--- Records for the exercise ---

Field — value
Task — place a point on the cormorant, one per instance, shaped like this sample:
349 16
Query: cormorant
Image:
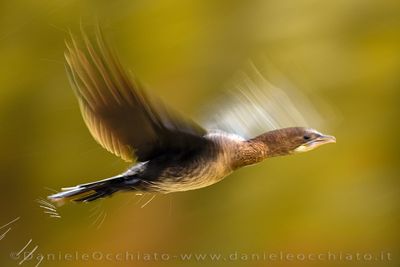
172 153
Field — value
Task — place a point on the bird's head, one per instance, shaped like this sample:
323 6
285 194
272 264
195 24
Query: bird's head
293 140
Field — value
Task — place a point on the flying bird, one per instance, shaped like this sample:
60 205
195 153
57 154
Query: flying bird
171 153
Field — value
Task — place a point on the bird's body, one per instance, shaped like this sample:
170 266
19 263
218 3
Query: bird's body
172 153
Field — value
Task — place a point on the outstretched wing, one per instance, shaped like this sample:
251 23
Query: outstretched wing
120 115
254 106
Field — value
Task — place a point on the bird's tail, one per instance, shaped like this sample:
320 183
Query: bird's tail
92 191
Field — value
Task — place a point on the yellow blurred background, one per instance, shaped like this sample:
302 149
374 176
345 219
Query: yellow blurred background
342 198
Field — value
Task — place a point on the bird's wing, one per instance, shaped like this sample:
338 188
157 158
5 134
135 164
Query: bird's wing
120 115
254 106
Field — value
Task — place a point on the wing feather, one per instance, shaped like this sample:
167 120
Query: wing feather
120 115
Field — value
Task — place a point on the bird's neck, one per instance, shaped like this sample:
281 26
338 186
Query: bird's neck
259 148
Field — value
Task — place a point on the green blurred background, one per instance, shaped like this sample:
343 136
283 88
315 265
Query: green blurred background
341 198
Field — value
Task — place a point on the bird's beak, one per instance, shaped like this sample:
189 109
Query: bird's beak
317 142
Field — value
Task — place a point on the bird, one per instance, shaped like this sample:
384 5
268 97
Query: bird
169 151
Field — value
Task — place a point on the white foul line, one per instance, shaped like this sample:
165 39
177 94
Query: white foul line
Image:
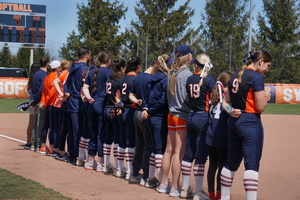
13 139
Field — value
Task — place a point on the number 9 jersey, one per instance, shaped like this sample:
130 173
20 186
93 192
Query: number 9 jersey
199 101
242 97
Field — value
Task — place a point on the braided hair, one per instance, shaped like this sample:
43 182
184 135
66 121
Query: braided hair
102 58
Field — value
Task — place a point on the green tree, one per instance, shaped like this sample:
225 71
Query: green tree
97 28
161 23
279 34
5 56
224 33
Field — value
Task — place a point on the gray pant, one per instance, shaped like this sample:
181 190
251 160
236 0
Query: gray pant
38 125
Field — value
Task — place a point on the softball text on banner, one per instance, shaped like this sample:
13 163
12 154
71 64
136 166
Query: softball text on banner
13 87
283 93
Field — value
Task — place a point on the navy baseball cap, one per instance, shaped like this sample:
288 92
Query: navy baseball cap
170 62
182 50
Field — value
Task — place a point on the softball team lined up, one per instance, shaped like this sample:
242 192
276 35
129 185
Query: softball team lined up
163 119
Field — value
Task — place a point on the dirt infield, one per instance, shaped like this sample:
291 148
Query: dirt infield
278 178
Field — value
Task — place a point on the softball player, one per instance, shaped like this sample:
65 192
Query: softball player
216 137
48 98
60 107
72 89
176 139
35 97
156 109
118 68
143 141
127 129
244 102
199 87
94 90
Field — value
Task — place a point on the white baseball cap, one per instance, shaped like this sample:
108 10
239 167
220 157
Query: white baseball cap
55 64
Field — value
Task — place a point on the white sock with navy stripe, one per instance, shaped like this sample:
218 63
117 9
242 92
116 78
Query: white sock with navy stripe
129 152
116 155
226 183
251 184
199 176
186 168
106 153
158 161
83 145
152 165
121 156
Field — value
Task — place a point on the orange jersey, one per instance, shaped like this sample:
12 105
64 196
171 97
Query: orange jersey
62 79
49 93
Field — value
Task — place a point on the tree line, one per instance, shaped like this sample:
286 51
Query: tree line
223 33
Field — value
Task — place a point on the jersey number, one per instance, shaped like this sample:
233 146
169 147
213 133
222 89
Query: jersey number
194 88
235 83
215 111
124 88
108 88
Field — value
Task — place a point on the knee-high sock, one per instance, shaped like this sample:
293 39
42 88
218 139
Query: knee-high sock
129 152
226 183
199 176
106 153
158 160
83 145
186 173
121 156
152 166
251 184
116 155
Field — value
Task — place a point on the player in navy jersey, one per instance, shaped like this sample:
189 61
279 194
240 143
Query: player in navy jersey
139 94
199 88
216 137
244 102
85 139
72 89
127 133
156 110
118 68
95 91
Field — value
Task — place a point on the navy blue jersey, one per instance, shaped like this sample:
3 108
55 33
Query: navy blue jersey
243 97
111 91
157 103
217 131
103 74
37 86
199 102
73 85
141 87
125 85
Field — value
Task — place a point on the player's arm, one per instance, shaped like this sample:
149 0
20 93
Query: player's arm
56 85
260 100
86 93
226 104
133 99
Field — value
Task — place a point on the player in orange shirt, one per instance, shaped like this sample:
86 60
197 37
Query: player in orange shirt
60 111
48 98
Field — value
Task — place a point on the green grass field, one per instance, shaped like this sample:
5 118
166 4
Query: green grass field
9 106
16 187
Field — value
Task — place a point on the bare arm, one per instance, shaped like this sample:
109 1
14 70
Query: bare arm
226 104
260 100
86 92
133 98
56 85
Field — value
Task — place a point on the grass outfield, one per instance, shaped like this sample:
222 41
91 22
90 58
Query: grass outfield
16 187
9 106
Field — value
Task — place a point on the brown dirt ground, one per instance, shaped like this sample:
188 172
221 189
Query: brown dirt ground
278 179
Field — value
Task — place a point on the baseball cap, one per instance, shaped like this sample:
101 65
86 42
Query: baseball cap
170 62
182 50
54 64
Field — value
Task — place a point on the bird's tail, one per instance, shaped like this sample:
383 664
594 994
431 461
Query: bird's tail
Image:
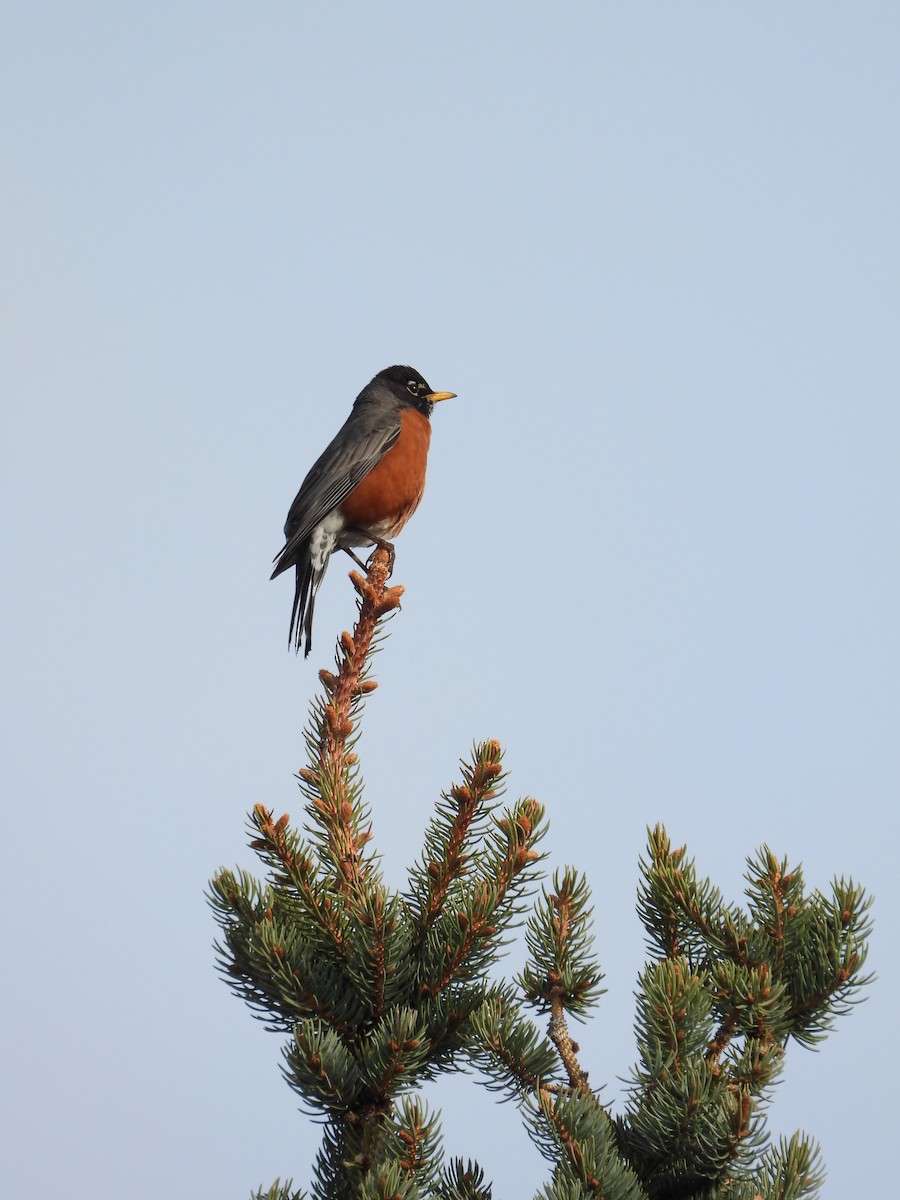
307 583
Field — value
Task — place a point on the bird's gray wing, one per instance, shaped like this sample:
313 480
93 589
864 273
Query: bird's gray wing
364 439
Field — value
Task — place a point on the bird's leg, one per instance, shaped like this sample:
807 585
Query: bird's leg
379 544
355 558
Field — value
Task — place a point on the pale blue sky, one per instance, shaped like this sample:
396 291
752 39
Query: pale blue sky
654 250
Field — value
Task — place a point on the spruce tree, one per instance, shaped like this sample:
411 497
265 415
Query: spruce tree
379 990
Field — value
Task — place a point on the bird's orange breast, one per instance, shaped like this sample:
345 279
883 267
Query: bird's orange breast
389 495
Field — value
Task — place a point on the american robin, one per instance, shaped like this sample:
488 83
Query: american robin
363 490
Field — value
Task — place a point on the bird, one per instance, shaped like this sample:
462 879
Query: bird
361 490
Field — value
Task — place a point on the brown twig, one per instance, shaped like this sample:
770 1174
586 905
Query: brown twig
559 1036
330 780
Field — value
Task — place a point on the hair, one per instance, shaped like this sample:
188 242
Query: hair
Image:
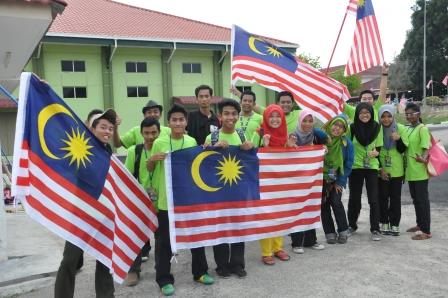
177 109
228 102
148 122
203 87
248 92
285 93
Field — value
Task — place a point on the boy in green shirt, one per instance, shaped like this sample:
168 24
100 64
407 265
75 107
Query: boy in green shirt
177 140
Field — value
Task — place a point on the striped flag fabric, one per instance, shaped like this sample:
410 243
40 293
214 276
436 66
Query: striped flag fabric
276 192
256 60
73 186
366 50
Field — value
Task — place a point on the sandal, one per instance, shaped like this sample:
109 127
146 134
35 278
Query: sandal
268 260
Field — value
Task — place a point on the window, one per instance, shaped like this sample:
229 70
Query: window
73 65
136 67
74 92
137 91
191 68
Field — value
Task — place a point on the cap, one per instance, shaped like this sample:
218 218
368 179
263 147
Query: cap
152 104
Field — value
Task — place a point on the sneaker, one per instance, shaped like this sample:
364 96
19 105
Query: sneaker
376 236
395 231
132 279
223 272
167 290
206 279
298 250
318 246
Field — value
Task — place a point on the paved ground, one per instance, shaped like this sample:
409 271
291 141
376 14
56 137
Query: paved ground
393 267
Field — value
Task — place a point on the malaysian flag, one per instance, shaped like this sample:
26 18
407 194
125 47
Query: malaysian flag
228 196
72 185
256 60
366 50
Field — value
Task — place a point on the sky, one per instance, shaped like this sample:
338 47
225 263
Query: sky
312 24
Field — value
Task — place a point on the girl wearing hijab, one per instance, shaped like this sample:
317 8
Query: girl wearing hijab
305 135
395 141
367 141
337 167
273 133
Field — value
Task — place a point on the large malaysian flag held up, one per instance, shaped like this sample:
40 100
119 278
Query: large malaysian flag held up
256 60
73 186
232 195
366 51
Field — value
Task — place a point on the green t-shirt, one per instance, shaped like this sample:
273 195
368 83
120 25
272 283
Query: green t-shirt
396 166
419 140
134 136
361 152
249 124
164 144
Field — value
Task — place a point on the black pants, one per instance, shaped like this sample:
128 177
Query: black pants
420 199
389 195
356 183
65 278
332 200
229 257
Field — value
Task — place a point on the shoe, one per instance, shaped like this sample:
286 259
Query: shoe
298 250
376 236
282 255
206 279
224 273
268 260
132 279
318 246
413 229
419 235
395 231
385 229
167 290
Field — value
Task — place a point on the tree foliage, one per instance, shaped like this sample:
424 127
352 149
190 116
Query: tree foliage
436 44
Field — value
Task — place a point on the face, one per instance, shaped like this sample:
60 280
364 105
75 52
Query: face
152 113
364 115
368 98
286 103
229 116
177 123
104 130
247 103
307 124
337 129
150 134
204 98
386 119
275 120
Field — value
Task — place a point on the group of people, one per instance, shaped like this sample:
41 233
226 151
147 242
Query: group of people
363 145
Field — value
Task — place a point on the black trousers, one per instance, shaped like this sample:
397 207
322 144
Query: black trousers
356 182
332 200
420 199
229 257
389 195
65 278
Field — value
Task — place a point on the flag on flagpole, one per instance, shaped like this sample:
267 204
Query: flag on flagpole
256 60
366 50
228 196
73 186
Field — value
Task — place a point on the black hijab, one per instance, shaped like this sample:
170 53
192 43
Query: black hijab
365 133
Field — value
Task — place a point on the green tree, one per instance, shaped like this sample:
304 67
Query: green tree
436 43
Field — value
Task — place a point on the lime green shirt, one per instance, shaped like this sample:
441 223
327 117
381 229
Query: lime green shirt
396 166
361 152
249 124
419 140
164 144
134 136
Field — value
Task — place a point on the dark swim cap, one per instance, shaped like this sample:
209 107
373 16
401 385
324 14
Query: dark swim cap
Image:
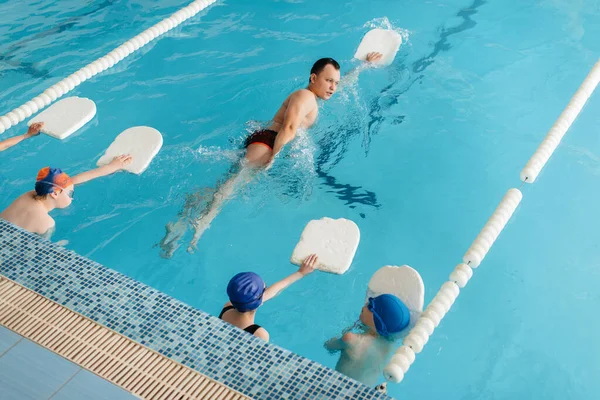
245 291
389 314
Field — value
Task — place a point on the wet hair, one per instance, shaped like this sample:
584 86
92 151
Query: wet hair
321 64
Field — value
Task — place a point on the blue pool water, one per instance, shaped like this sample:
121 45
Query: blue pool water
418 154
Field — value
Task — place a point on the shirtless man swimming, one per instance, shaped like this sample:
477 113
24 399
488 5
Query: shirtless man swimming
299 110
53 189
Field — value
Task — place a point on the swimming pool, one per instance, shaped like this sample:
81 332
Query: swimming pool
419 160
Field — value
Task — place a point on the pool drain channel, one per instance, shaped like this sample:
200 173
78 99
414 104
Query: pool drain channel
110 355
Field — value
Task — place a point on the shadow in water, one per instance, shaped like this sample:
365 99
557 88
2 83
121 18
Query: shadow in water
336 141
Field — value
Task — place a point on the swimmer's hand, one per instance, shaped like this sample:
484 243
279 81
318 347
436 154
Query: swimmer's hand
34 129
269 163
309 264
336 344
374 57
119 162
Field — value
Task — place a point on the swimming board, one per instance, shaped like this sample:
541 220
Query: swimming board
384 41
403 282
334 241
141 142
65 116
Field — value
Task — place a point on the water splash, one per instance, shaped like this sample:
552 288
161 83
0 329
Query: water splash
384 23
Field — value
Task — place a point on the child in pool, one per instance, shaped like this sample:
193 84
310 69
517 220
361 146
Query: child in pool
363 355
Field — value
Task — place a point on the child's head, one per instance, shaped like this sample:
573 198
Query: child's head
54 184
386 314
245 291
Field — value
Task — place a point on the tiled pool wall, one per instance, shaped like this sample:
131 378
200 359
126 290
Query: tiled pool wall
198 340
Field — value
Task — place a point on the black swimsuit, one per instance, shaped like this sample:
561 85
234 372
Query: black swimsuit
250 329
265 136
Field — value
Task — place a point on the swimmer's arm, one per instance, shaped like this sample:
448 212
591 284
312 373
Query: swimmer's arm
352 75
33 130
337 344
297 109
115 165
307 267
262 333
49 232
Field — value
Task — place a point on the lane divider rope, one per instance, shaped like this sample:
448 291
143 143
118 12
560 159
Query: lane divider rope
69 83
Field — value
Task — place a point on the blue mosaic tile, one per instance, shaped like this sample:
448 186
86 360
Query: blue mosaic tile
196 339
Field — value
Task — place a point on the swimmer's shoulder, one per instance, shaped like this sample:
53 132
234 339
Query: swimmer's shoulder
302 95
349 337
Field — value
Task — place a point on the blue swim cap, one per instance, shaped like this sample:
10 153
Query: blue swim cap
245 291
389 314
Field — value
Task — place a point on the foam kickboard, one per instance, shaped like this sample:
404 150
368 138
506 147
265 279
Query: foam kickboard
384 41
334 241
403 282
66 116
141 142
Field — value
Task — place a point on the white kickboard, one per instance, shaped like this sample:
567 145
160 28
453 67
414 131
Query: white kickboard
403 282
384 41
334 241
66 116
141 142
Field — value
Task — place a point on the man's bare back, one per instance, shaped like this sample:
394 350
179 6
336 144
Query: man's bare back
30 214
309 100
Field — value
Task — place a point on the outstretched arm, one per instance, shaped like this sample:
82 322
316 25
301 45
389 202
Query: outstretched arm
337 344
352 75
33 130
115 165
306 268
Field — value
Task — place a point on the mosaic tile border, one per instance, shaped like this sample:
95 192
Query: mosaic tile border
195 339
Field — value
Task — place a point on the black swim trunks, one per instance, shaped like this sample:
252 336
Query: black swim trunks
265 136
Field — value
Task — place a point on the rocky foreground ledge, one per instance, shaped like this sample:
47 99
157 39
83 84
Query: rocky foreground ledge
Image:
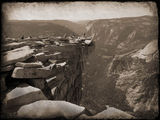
38 76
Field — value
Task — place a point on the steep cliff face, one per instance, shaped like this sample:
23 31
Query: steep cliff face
124 34
138 78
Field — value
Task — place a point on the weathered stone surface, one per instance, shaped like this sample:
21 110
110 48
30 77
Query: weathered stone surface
3 83
23 95
7 68
16 55
43 57
20 72
109 113
30 65
49 109
65 48
13 45
54 81
148 51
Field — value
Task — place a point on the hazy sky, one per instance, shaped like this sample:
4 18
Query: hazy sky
74 10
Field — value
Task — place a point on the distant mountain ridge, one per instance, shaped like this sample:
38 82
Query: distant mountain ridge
121 35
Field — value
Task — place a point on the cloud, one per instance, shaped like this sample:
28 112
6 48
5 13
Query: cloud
74 10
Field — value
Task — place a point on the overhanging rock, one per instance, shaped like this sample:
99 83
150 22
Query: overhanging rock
16 55
20 72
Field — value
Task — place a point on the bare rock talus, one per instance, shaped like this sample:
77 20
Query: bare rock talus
20 72
16 55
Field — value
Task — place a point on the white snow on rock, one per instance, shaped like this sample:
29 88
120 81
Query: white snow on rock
49 109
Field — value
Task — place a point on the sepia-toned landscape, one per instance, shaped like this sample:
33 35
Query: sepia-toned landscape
86 68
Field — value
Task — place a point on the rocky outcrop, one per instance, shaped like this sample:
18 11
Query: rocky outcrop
16 55
51 71
52 109
138 79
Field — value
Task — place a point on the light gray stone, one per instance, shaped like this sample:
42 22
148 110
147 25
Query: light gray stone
30 65
23 95
49 109
16 55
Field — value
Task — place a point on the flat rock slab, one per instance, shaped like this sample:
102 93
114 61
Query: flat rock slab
49 109
109 113
65 48
24 95
46 72
16 55
13 45
30 65
43 57
7 68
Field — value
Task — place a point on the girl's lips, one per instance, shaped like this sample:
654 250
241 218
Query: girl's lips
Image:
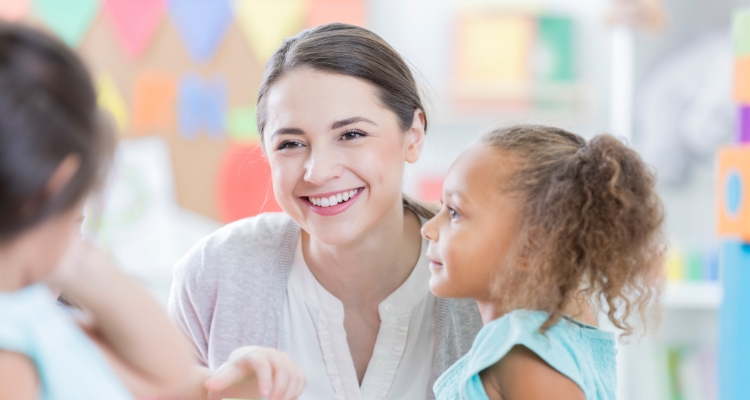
332 210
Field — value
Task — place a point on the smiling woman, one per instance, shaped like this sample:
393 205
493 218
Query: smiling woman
339 281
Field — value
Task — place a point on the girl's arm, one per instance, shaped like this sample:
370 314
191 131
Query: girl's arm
523 375
143 346
18 378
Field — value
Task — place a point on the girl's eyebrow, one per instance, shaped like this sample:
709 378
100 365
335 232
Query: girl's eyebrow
349 121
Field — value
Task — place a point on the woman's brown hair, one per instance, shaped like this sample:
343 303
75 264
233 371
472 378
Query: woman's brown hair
357 52
591 225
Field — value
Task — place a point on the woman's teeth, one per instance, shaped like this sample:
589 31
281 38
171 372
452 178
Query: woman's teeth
333 200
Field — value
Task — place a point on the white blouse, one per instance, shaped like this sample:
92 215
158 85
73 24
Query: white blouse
316 340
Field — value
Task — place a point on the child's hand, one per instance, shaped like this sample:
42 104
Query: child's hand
277 377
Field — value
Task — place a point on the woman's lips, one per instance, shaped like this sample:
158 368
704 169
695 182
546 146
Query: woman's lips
328 211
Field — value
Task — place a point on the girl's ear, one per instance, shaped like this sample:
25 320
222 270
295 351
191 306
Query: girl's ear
62 175
415 137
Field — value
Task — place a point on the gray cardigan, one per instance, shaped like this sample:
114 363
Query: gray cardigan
229 291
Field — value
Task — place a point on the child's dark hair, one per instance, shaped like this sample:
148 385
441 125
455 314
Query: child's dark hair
591 225
48 111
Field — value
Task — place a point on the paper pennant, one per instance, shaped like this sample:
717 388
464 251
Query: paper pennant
69 19
245 187
135 22
13 10
431 189
266 23
202 24
154 95
345 11
495 49
111 100
242 125
202 106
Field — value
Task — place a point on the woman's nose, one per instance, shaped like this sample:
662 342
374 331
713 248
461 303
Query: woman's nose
322 166
429 230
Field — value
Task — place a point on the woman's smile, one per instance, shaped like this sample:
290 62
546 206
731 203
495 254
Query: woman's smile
332 203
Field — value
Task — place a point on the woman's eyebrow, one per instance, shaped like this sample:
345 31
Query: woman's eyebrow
349 121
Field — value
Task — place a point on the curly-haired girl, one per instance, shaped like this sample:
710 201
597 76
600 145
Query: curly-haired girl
539 226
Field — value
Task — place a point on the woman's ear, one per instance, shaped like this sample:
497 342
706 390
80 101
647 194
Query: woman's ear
415 137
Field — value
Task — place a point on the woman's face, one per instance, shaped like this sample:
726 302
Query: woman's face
336 153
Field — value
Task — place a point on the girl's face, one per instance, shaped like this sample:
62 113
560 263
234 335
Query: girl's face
336 153
475 230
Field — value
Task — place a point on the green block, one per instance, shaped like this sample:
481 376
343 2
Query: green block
556 41
242 125
741 32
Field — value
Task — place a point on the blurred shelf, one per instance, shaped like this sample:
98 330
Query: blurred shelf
693 296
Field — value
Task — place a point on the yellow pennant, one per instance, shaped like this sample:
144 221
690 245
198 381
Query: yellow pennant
110 99
266 23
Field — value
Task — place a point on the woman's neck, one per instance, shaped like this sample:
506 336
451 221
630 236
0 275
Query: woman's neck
12 273
366 271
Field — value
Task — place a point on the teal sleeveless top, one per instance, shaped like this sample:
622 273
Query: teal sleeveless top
581 352
68 363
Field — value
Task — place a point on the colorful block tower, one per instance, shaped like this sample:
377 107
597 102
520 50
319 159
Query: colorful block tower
733 205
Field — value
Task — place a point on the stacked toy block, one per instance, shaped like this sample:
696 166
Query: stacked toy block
733 205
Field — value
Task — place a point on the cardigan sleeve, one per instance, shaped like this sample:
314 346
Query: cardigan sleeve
188 306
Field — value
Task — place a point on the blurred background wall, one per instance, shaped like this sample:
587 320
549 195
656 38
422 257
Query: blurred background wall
180 79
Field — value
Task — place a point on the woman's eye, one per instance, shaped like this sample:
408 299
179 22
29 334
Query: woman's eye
453 213
288 145
349 135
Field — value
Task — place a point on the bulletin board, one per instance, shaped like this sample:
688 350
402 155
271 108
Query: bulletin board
187 71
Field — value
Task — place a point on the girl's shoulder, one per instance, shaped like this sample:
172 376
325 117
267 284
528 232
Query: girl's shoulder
585 354
68 363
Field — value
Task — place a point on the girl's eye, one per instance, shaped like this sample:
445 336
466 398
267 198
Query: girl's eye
349 135
288 145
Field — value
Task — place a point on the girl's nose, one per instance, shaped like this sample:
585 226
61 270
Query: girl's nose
322 166
429 230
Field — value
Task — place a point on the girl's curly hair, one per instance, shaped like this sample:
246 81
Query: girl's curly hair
591 225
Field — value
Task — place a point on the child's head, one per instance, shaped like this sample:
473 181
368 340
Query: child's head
53 145
534 216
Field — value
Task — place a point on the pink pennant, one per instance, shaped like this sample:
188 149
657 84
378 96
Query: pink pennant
13 10
135 22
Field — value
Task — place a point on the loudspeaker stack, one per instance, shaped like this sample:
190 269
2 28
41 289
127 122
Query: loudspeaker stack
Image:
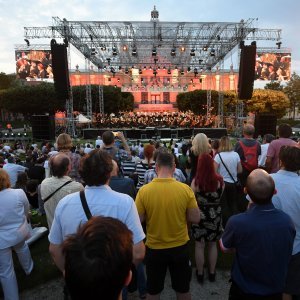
247 71
60 70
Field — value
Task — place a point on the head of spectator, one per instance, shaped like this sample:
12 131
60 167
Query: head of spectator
165 165
148 153
98 259
64 142
206 178
60 165
95 168
21 180
200 144
289 158
225 144
248 131
260 187
108 138
32 185
4 180
115 170
284 130
268 138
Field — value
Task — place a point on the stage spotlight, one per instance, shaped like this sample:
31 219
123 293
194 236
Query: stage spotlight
27 42
154 51
278 45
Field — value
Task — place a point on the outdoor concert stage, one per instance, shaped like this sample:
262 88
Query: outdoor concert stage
157 133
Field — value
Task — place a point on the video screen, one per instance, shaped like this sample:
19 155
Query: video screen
273 66
34 65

---

Given request: State how many lines of the listing above contain the string "overhanging", giving only the number.

Exercise output: 2